• Material for the task:
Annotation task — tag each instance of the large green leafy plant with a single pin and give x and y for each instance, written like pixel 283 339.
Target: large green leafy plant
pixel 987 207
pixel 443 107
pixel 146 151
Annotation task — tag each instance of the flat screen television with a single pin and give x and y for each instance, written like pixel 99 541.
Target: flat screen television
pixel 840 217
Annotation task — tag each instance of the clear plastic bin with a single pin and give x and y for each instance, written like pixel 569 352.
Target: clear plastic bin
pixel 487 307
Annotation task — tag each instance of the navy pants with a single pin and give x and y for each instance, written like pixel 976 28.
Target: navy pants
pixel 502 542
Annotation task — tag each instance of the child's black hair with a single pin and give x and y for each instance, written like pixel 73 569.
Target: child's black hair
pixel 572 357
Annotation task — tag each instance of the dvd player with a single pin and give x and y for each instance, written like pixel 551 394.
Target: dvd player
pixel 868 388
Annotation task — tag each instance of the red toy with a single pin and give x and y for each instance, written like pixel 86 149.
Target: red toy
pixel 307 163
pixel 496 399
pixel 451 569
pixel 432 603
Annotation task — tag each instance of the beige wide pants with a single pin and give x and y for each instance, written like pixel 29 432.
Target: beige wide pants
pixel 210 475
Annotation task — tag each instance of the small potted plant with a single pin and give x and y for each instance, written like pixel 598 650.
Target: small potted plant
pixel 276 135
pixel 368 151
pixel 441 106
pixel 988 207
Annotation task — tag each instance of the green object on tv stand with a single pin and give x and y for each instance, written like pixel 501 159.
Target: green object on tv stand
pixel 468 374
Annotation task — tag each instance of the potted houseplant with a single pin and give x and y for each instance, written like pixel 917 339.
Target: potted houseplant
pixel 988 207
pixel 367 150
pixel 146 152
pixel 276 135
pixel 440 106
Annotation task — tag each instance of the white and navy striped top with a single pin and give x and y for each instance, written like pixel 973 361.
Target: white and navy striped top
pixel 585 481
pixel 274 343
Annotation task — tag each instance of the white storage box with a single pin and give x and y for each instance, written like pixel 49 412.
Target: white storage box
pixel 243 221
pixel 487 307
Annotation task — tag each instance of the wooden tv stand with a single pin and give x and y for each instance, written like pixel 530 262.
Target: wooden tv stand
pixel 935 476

• What is needed:
Put all of the records above into a two-column CSV with the header input,output. Each record gets one row: its full wording goes in input and its answer in output, with each field quoted and any line breaks replaced by spaces.

• Output of the task:
input,output
"Annotation task — tag each instance of the large green leafy plant with a single pin and give x and y for each instance, written like pixel 283 339. Target: large green leafy plant","pixel 987 207 pixel 443 107 pixel 146 151"
"Annotation task — tag each instance of the flat screen television with a single pin and give x and y for each instance, written like pixel 99 541. Target: flat screen television","pixel 840 217"
"Annotation task — tag each instance of the clear plastic bin with a single pin and give x and y for each instance, written like pixel 569 352. Target: clear plastic bin","pixel 487 307"
"Annotation task — tag each instance of the navy pants with a single pin and give x and y for each instance, written like pixel 976 28. Target: navy pants","pixel 502 542"
"Annotation task — tag each instance of the child's black hair with a single pin and give x and y for each instance, written like pixel 73 569. Target: child's black hair","pixel 572 357"
"Annotation task — tag each instance of the dvd player with a single pin and give x and y for each instance, written like pixel 551 394. Target: dvd player","pixel 868 388"
"Annotation task — tag each instance of the red toy with a single pin and give x and y for each instance, written like pixel 86 149. Target: red toy","pixel 307 163 pixel 496 399 pixel 451 569 pixel 432 603"
"Annotation task — tag each instance of the beige wide pants with a single pin and give x and y for each instance, written like pixel 29 432. Target: beige wide pants","pixel 210 475"
"Annotation task — tag each instance of the small potted plant with a single pin and give x and y for each instance, written like pixel 598 650. Target: small potted plant","pixel 276 135 pixel 368 151 pixel 441 106 pixel 988 207"
"Annotation task — tag each instance of the green object on tv stand with a single pin and give x and y for each instance, written like pixel 501 159. Target: green object on tv stand","pixel 468 374"
"Annotation task — tag each instance of the potted houseplant with a single pin and give x and y for each instance, written like pixel 917 339. Target: potted houseplant","pixel 988 207 pixel 367 150 pixel 146 152 pixel 276 135 pixel 440 106"
"Annotation task — tag each instance of the white and navy striped top with a single pin and give x and y for each instance, written like pixel 973 361. Target: white and navy striped top","pixel 585 481 pixel 274 343"
"Annotation task — tag each instance of the white storage box with a single pin and give x and y for each instance, written like pixel 49 412. Target: white storage box","pixel 243 221 pixel 487 307"
"Annotation task — tag each instance of the wooden tv stand with a single pin and give x and y for each instance, written like pixel 530 262. Target: wooden tv stand","pixel 935 476"